## Directions
Could you restate the entries below word for word and leave the images out?

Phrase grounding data
Content starts

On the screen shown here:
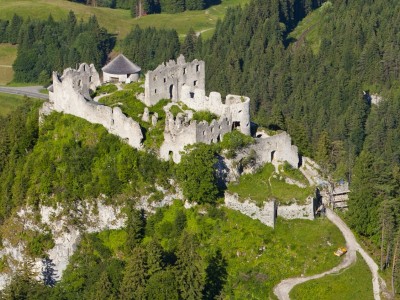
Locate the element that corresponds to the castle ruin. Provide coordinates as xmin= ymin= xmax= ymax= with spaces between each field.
xmin=42 ymin=63 xmax=143 ymax=149
xmin=41 ymin=55 xmax=299 ymax=168
xmin=144 ymin=55 xmax=205 ymax=106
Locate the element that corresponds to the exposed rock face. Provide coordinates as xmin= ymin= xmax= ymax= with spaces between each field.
xmin=0 ymin=200 xmax=125 ymax=289
xmin=42 ymin=63 xmax=143 ymax=149
xmin=151 ymin=112 xmax=158 ymax=126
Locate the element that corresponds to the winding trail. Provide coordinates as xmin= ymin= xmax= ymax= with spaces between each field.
xmin=273 ymin=208 xmax=382 ymax=300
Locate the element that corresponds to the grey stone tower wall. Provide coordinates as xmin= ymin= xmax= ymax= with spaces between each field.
xmin=144 ymin=55 xmax=205 ymax=106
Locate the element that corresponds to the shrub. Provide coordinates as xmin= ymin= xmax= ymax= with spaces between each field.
xmin=192 ymin=110 xmax=218 ymax=123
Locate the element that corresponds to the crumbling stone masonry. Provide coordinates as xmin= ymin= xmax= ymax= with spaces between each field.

Content ends

## Solution to the exercise
On the screen shown here:
Locate the element that corresponds to the castle ruin. Provide coordinates as xmin= ymin= xmax= ymax= with spaces between each field.
xmin=42 ymin=63 xmax=143 ymax=149
xmin=41 ymin=55 xmax=299 ymax=168
xmin=144 ymin=55 xmax=205 ymax=106
Locate the element that corresponds to the exposed rock face. Provide coordinates as xmin= ymin= xmax= ymax= with spaces between each field.
xmin=0 ymin=200 xmax=125 ymax=289
xmin=42 ymin=63 xmax=143 ymax=149
xmin=151 ymin=112 xmax=158 ymax=126
Locate the element that corresponds to the winding trail. Provide coordinates as xmin= ymin= xmax= ymax= with spaces between each field.
xmin=273 ymin=208 xmax=382 ymax=300
Locate the element that corresponds to the grey stone tower wall. Provide coordinates as xmin= ymin= xmax= ymax= with spaces between each field.
xmin=144 ymin=55 xmax=205 ymax=106
Locate the element that corresponds to the shrub. Provide coordinates as xmin= ymin= xmax= ymax= with spaces between each field.
xmin=192 ymin=110 xmax=218 ymax=123
Locate the element that corresponds to the crumbling stone masonry. Provide coordinates as xmin= ymin= xmax= ymax= with spaces between each field.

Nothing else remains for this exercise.